■ EXERCISE DIRECTIONS ■
Return the passage of the tax discussion that begins with the words containing "What if you" and ends with "realize that gain.", copied character for character.
::: PAGE :::
What if you were paid at the start of the year and the value changed significantly at tax time? These douchebags would assess the higher value wouldnt they?

Or would it be the value at the time you received it? How would they assess the increase in  value and how would they even know the value unless you tell them yourself?

No, it wouldn't happen like that. Your income would be assessed on the value of the item at the time you received it and you would pay tax on that amount. When the time came for you to liquidate the asset if there had been a change in it's value you would then be taxed on the increased amount, or could most likely claim the loss against other income if the value had decreased. Basically you aren't charged tax on the change in value of an asset until you realize that gain.

For example say you get paid partly in cash and partly in X shares of company stock. When you first get paid the shares are worth $10 each and you would pay tax on that $10 the same as your regular income. Later you decide to sell those shares that are now worth $15. Come tax time you would have to declare the $5 as additional income and pay the appropriate tax on that amount.
::: MATERIAL :::
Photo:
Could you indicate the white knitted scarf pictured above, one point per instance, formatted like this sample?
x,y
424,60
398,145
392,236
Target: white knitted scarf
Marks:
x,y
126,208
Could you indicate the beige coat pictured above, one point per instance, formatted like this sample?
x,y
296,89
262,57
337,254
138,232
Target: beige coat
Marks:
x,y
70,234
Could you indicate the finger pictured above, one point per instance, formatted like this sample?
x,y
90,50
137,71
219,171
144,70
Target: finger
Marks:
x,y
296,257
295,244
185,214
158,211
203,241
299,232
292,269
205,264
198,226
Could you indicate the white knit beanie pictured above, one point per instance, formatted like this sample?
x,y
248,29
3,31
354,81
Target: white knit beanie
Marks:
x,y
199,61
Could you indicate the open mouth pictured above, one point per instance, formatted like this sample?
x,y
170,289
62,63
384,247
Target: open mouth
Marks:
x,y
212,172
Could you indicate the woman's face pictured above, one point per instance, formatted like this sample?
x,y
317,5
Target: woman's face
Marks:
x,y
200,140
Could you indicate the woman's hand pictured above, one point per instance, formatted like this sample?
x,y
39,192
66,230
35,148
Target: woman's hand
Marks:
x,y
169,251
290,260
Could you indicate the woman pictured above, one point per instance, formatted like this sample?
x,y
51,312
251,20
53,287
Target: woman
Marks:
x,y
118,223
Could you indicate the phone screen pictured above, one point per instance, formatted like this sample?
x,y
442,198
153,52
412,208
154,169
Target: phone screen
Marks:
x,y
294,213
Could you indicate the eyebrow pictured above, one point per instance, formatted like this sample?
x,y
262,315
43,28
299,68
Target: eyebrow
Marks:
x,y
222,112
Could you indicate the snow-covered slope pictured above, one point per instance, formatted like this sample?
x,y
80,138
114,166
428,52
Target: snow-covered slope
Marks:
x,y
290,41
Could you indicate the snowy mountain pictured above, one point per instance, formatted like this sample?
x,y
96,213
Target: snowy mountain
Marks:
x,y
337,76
:::
■ ANSWER ■
What if you were paid at the start of the year and the value changed significantly at tax time? These douchebags would assess the higher value wouldnt they?

Or would it be the value at the time you received it? How would they assess the increase in  value and how would they even know the value unless you tell them yourself?

No, it wouldn't happen like that. Your income would be assessed on the value of the item at the time you received it and you would pay tax on that amount. When the time came for you to liquidate the asset if there had been a change in it's value you would then be taxed on the increased amount, or could most likely claim the loss against other income if the value had decreased. Basically you aren't charged tax on the change in value of an asset until you realize that gain.